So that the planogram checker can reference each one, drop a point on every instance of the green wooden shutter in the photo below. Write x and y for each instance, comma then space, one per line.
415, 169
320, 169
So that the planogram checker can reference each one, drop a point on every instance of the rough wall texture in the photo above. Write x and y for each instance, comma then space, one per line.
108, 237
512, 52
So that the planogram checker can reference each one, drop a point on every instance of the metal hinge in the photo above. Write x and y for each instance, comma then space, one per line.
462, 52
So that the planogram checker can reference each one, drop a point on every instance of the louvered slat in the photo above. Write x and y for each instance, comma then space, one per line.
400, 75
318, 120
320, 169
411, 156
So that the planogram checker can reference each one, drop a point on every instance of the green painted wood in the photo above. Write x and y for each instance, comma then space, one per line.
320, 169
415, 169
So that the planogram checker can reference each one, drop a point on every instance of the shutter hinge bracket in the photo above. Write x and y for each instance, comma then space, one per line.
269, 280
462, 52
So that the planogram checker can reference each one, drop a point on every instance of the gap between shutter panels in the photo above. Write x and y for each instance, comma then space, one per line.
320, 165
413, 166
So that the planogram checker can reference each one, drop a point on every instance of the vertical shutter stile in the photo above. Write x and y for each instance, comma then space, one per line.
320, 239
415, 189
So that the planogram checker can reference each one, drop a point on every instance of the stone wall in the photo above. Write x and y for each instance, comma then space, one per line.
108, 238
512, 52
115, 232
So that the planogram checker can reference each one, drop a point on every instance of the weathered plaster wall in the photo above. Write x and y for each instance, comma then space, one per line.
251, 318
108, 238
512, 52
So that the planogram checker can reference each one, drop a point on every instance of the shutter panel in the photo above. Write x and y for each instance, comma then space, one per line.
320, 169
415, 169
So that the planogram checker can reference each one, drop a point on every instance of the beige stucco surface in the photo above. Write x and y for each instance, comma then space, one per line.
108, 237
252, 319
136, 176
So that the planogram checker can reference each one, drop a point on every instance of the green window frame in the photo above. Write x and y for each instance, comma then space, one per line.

*WHAT THE TASK REQUIRES*.
Arrange the material as a numbered list, omitting blank lines, starting at the line containing "of the beige" and ending at the final line of the material.

*PROBLEM SOLUTION*.
1. So that the planogram checker can reference each one, drop a point on every instance of the beige stucco surface in the photo above. Write x and y for each instance, comma then space, one per line.
2. 108, 237
3. 252, 319
4. 136, 176
5. So that the planogram checker can reference each one, drop a point on every instance of the green window frame in the photo above. Write x and y for each instance, comma then space, one per line.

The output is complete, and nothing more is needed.